Task directions: Return each line of the data below that contains the string "woman". Case counts.

Data for the task:
━━━━━━━━

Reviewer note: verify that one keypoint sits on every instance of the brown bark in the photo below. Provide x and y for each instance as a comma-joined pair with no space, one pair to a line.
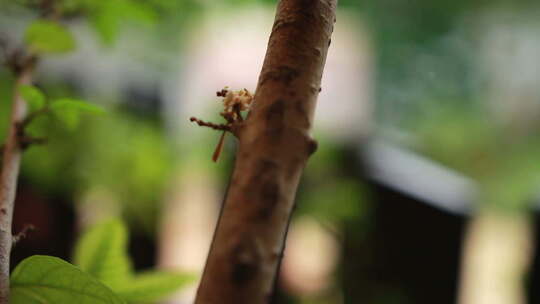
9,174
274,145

━━━━━━━━

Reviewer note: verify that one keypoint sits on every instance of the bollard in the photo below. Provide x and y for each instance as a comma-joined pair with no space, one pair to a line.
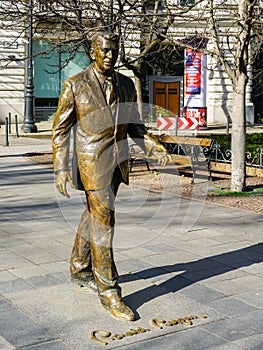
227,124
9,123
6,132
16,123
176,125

━━━━━━━━

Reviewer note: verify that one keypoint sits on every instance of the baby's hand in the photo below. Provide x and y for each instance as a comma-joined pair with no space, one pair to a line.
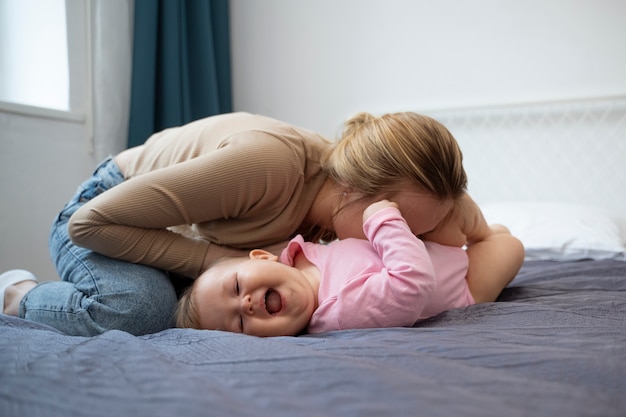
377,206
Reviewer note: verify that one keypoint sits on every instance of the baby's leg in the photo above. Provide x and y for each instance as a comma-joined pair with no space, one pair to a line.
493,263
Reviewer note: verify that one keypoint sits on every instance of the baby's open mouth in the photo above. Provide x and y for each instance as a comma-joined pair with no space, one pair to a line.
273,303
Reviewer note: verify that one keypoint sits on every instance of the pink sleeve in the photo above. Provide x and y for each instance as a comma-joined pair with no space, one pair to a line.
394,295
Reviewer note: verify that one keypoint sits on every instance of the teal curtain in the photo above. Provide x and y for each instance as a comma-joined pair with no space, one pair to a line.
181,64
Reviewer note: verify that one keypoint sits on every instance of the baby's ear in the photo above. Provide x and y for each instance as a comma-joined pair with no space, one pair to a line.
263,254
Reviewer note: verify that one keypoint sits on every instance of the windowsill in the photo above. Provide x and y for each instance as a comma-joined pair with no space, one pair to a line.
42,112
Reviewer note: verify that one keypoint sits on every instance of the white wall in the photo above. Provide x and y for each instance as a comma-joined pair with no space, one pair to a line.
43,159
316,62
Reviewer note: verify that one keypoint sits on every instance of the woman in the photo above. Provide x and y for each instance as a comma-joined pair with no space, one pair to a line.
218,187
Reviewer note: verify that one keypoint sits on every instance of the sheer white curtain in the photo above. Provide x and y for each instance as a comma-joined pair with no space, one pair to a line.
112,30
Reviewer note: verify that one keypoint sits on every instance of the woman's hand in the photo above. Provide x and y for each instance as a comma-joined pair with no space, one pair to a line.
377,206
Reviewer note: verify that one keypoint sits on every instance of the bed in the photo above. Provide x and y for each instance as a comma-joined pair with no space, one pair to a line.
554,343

━━━━━━━━

Task output:
Reviewer note: verify that one keypoint sits on every instance of the woman in the photo above. Provide x and y for each instance as a comma-joined pair with no space, one pair to a line.
Reviewer note: verify that one keypoint sits on every instance of the woman's hand in the photo above. Provide x and y for each instance as a comma-joined pair with no space, one pair to a line.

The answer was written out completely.